• _SELECTED TEXT_
•••••
Statement regarding proposal for Anglo American plc

NOT FOR RELEASE, PUBLICATION OR DISTRIBUTION IN WHOLE OR IN PART IN, INTO OR
FROM ANY JURISDICTION WHERE TO DO SO WOULD CONSTITUTE A VIOLATION OF THE
RELEVANT LAWS OR REGULATIONS OF THAT JURISDICTION

THIS ANNOUNCEMENT IS AN ANNOUNCEMENT UNDER RULE 2.8 OF THE UK CITY CODE ON
TAKEOVERS AND MERGERS (THE UK CODE)

THIS ANNOUNCEMENT CONTAINS INSIDE INFORMATION

FOR IMMEDIATE RELEASE

BHP Group Ltd (BHP) confirms that it does not intend to make a firm offer for Anglo American plc
(Anglo American).

This is a statement to which Rule 2.8 of the UK Code applies. As is customary, BHP reserves the right
to set aside this statement in the following circumstances that are set out under Note 2 to Rule 2.8 of
the UK Code:
    (a) The Board of Directors of Anglo American agreeing to this statement being set aside;
    (b) a third party announcing a firm intention to make an offer for Anglo American;
    (c) Anglo American announcing a Rule 9 waiver proposal (as described in Note 1 of the Notes on
        Dispensations from Rule 9 of the UK Code) or a reverse takeover (as defined in the UK Code);
        or
    (d) the UK Panel on Takeovers and Mergers determining that there has been a material change of
        circumstances.

Mike Henry, BHP Chief Executive Officer said:
"BHP will not be making a firm offer for Anglo American. BHP is committed to its Capital Allocation
Framework and maintains a disciplined approach to mergers and acquisitions.
•••••
• _CHECK YOUR UNDERSTANDING_
1. Copy the passage of the BHP statement that begins at the words "Mike Henry, BHP" and stops after "mergers and acquisitions.".
2. According to the BHP statement, who is BHP's Chief Executive Officer?

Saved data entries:
•••••
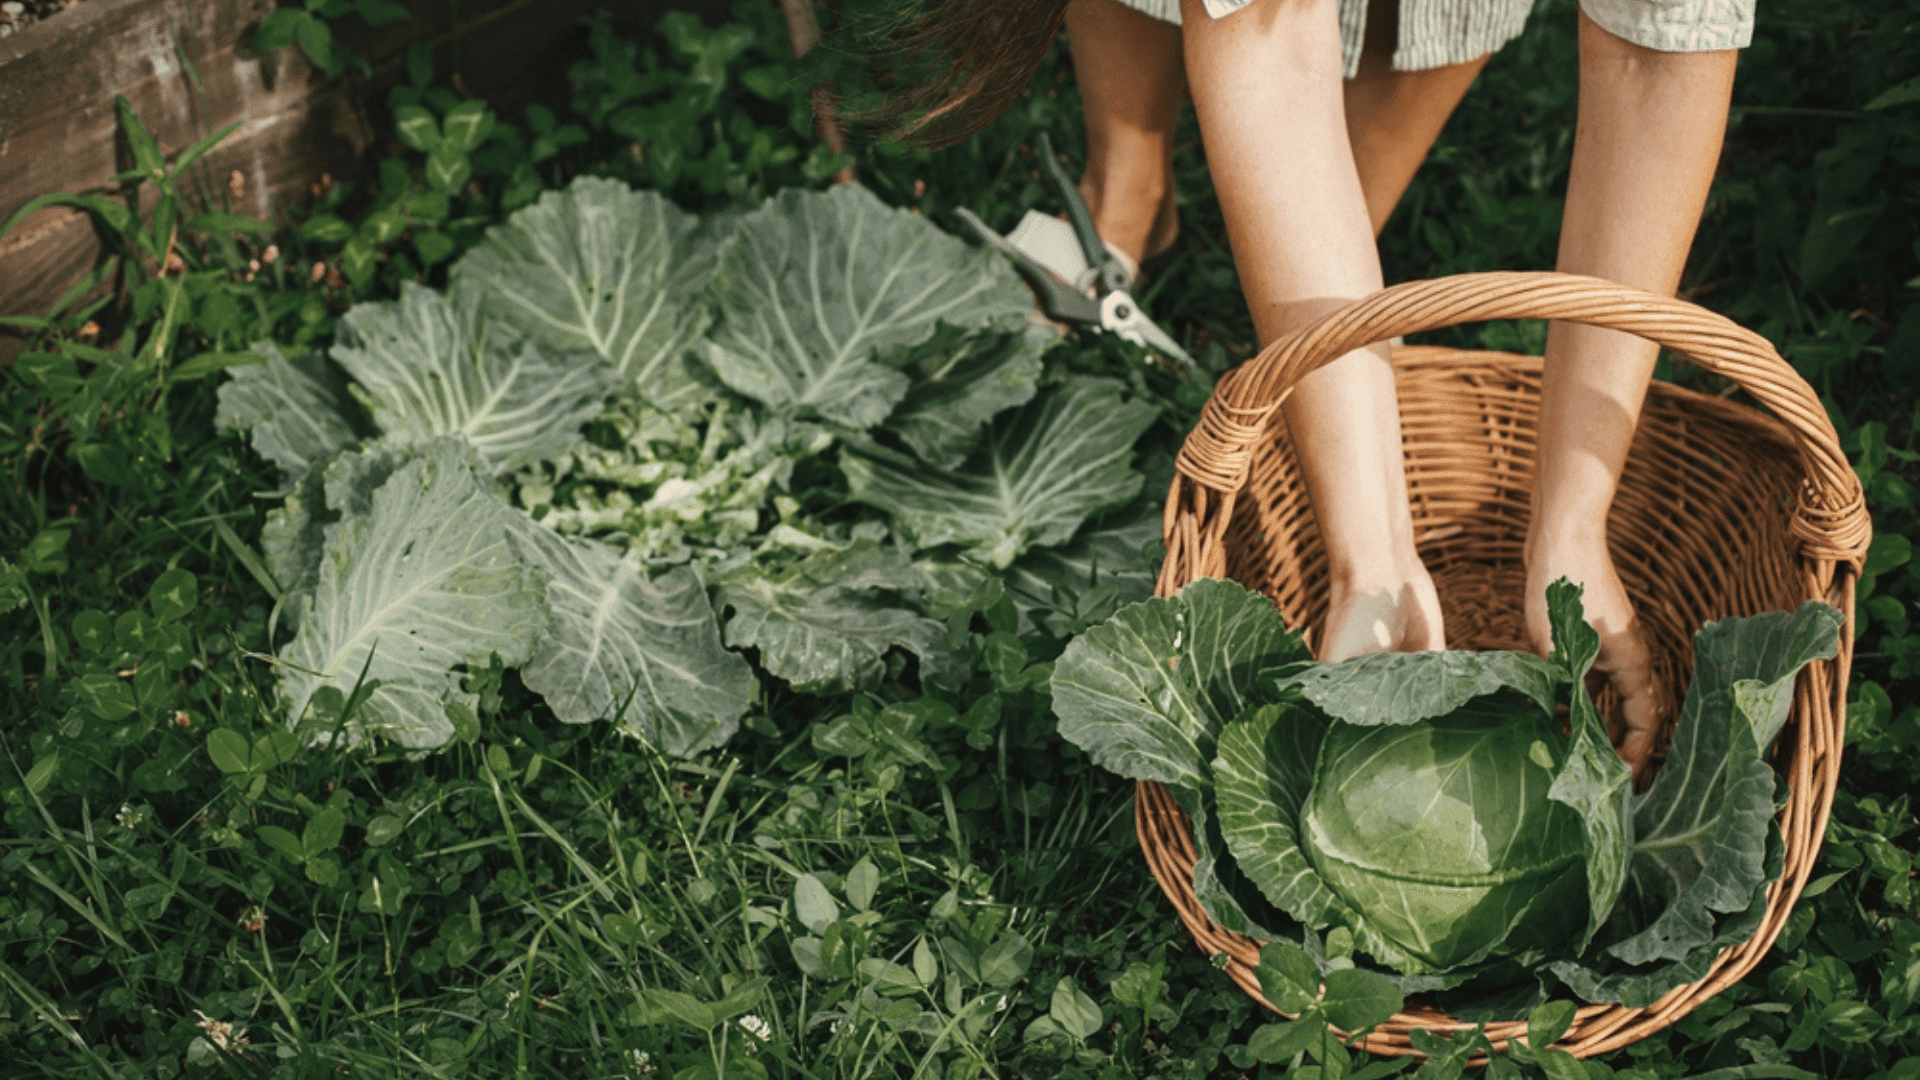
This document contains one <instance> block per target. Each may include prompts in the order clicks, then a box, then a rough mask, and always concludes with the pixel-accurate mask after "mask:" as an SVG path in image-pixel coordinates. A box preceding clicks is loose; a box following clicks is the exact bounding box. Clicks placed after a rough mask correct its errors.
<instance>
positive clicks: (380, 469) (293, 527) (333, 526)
mask: <svg viewBox="0 0 1920 1080" xmlns="http://www.w3.org/2000/svg"><path fill="white" fill-rule="evenodd" d="M411 457H413V455H411V452H409V450H407V448H399V446H388V444H372V446H367V448H363V450H355V452H349V454H340V455H336V457H332V459H330V461H324V463H319V465H313V467H311V469H307V473H305V475H303V477H301V479H300V482H296V484H294V490H292V492H288V494H286V498H284V500H282V502H280V505H276V507H273V509H269V511H267V523H265V525H261V530H259V548H261V553H263V555H265V557H267V571H269V573H273V578H275V582H276V584H278V586H280V607H278V609H276V615H278V623H282V625H286V626H288V628H294V630H298V628H300V619H301V613H303V611H305V607H307V601H309V600H311V596H313V584H315V582H317V580H319V573H321V557H323V552H324V550H326V542H328V540H332V536H334V532H338V530H340V519H342V517H363V515H367V511H371V509H372V492H374V490H376V488H378V486H380V484H384V482H386V479H388V477H392V475H394V471H396V469H399V467H401V465H403V463H405V461H411Z"/></svg>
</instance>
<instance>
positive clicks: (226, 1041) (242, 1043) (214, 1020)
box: [194, 1009, 246, 1051]
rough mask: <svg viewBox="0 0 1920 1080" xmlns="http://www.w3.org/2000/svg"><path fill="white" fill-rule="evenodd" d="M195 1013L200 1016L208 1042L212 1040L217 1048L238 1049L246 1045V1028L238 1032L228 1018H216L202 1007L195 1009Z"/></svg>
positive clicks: (200, 1019) (201, 1029)
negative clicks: (202, 1012)
mask: <svg viewBox="0 0 1920 1080" xmlns="http://www.w3.org/2000/svg"><path fill="white" fill-rule="evenodd" d="M194 1015H196V1017H200V1030H202V1032H207V1042H211V1043H213V1045H215V1047H217V1049H227V1051H238V1049H240V1047H244V1045H246V1028H240V1030H238V1032H236V1030H234V1026H232V1024H228V1022H227V1020H215V1019H213V1017H207V1015H205V1013H202V1011H200V1009H194Z"/></svg>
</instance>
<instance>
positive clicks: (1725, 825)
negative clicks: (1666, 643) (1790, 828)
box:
•••••
• _RESPONSES_
1.
Mike Henry, BHP Chief Executive Officer said:
"BHP will not be making a firm offer for Anglo American. BHP is committed to its Capital Allocation
Framework and maintains a disciplined approach to mergers and acquisitions.

2. Mike Henry